* WHAT THIS TASK INVOLVES *
Look for the word "flour" in the material below, then report each line where it occurs.

* DATA FOR THIS EXERCISE *
[Start of section]
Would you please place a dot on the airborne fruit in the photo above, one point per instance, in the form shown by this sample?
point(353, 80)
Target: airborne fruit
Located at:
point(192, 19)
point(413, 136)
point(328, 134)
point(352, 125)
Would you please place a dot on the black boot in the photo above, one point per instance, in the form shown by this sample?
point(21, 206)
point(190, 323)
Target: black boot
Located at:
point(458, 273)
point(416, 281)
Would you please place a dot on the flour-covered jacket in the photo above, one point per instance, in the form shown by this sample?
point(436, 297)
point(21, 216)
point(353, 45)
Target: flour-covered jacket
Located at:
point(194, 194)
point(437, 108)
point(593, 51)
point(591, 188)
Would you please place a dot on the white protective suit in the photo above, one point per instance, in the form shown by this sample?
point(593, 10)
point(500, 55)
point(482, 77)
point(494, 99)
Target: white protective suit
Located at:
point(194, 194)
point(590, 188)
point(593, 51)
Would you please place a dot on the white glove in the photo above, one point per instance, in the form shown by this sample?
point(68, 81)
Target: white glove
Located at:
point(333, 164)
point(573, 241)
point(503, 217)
[End of section]
* TASK RESPONSE *
Would you please place a dot on the flour-covered jacket in the photo above, one point per instance, in the form shown by this sample?
Target: flour-covered jacket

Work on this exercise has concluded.